- _The problem_: Lines holding the word "then" are the ones to copy from the data below.
☆ ☆ ☆
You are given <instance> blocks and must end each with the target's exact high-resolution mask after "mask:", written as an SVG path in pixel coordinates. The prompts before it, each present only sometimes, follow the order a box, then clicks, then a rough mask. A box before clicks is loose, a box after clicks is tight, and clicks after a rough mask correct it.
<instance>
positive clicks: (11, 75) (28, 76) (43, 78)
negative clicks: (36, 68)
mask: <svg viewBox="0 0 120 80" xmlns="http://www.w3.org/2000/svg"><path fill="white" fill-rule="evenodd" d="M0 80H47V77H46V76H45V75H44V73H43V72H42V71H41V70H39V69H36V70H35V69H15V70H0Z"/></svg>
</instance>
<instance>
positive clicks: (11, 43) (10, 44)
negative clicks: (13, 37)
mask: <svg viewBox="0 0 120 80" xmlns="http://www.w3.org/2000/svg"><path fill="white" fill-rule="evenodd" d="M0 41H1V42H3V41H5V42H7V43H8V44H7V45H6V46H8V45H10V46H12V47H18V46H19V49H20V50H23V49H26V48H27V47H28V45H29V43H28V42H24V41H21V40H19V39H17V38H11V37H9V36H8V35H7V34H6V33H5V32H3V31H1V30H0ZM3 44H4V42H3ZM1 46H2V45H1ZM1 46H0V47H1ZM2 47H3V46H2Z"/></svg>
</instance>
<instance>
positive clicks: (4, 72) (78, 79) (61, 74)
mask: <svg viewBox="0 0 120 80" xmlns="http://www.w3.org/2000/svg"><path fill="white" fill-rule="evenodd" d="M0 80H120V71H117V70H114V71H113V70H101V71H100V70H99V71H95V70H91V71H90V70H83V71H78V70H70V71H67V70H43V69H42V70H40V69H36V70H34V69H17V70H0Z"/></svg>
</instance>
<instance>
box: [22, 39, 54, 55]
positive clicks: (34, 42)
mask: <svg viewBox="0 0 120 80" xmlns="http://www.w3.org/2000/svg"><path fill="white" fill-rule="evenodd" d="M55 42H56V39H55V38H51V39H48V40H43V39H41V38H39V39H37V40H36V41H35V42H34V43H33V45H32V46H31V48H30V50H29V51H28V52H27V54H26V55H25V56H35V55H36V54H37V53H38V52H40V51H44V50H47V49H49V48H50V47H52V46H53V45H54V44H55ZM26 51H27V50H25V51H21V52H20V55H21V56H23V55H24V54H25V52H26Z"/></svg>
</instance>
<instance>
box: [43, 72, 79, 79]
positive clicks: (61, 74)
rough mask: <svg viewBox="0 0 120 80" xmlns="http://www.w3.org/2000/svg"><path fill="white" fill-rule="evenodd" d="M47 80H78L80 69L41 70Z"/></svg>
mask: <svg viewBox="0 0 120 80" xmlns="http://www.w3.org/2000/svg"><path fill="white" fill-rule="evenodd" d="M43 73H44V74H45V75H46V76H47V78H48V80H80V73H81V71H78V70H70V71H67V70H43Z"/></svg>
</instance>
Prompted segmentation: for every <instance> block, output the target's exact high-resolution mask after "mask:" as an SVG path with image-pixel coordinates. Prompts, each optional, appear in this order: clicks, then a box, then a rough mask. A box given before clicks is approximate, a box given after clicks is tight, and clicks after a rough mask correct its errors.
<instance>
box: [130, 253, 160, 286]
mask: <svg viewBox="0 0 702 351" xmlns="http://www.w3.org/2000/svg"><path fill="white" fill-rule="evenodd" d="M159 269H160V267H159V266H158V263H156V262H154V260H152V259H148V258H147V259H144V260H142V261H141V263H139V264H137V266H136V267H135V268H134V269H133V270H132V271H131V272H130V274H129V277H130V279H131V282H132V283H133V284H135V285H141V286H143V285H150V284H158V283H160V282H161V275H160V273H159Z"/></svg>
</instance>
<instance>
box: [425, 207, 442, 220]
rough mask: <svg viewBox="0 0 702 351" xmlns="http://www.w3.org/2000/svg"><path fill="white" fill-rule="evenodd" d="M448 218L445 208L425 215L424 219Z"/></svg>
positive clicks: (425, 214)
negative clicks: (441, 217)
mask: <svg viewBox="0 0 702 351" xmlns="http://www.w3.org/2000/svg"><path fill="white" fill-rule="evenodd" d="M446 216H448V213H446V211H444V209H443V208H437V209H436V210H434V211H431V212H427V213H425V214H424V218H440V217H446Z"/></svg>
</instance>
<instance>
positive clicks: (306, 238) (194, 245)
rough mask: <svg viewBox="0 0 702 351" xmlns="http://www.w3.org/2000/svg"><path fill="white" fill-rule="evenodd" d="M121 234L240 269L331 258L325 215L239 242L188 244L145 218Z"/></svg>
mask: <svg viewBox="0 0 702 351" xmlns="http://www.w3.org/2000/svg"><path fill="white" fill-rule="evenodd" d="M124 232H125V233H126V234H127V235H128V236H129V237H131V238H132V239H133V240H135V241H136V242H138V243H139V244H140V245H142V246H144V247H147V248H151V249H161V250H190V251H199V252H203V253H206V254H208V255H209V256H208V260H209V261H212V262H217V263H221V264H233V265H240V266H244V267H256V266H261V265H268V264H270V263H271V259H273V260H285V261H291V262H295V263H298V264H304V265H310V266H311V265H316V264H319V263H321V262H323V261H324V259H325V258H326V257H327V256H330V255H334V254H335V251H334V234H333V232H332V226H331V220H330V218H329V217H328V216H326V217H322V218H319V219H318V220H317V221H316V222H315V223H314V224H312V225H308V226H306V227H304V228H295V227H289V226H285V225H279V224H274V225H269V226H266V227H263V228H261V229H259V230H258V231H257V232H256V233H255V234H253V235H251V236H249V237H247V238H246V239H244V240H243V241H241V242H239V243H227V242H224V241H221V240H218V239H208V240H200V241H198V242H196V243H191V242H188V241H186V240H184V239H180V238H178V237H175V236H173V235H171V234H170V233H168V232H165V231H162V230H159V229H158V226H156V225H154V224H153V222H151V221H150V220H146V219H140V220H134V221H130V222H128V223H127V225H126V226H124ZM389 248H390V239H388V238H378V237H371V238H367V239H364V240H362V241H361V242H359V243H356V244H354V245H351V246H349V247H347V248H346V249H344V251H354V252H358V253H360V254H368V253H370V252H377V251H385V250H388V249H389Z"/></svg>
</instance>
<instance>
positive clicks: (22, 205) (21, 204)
☆ ☆ ☆
- _Solution below_:
You are given <instance> blocks and must end each with the target's exact high-resolution mask after "mask:", written as an SVG path in pixel coordinates. The prompts before it, each present only sometimes, follow the order a box, then clicks, then a rough mask. A box before clicks is loose, a box after clicks is tight, and clicks after a rough mask correct it.
Prompted segmentation: for every <instance> block, output the target's exact high-resolution mask after "mask:" as an SVG path with image-pixel coordinates. Prompts, each optional, appear in this order: clicks, then a box, then a rough mask. A box given before clicks is approximate, a box given after clicks is tight, and clicks after a rough mask correct its errors.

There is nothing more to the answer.